● **WORK REQUIRED**
How many lines in the items below contain the string "Query", with case counting? Reply with the number alone.

● **SUPPLIED INFORMATION**
::::

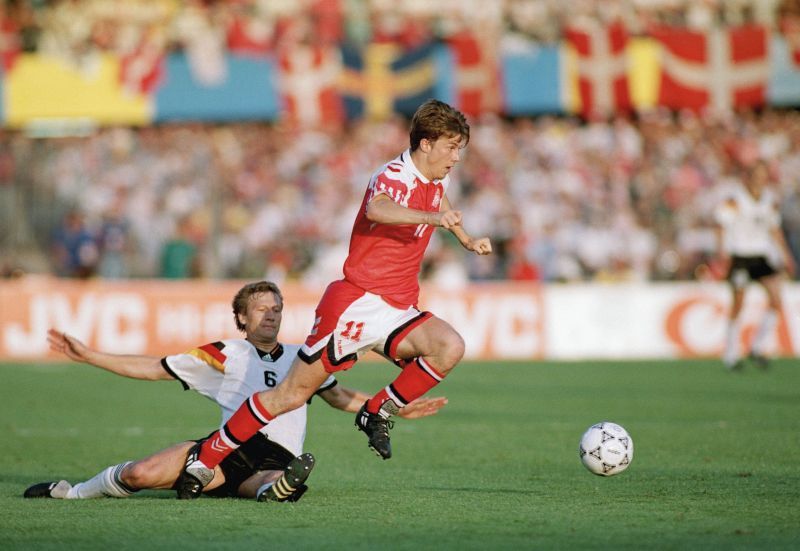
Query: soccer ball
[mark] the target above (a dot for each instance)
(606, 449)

::::

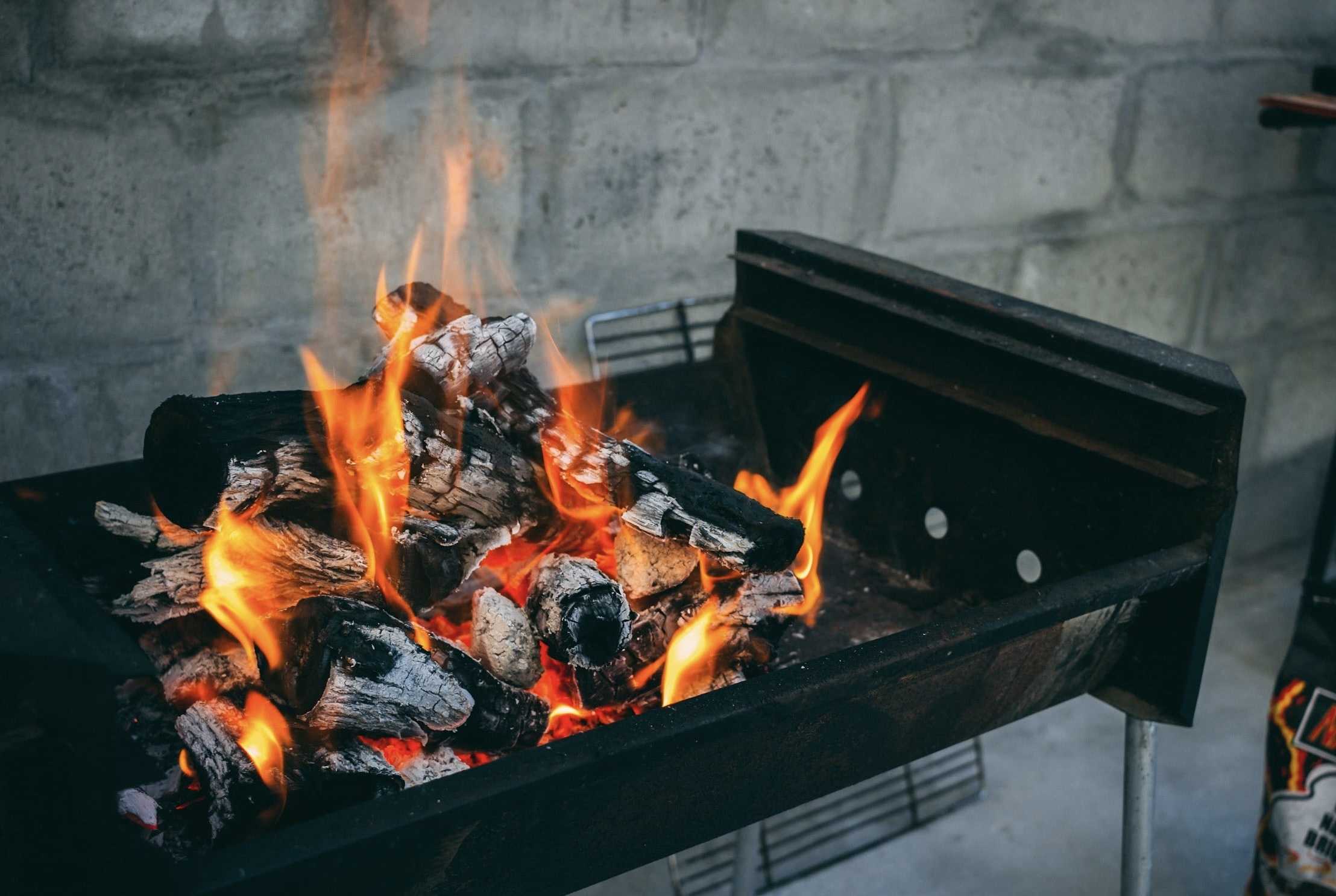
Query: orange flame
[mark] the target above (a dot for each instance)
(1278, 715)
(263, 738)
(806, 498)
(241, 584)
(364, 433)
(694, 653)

::::

● **OUTPUT**
2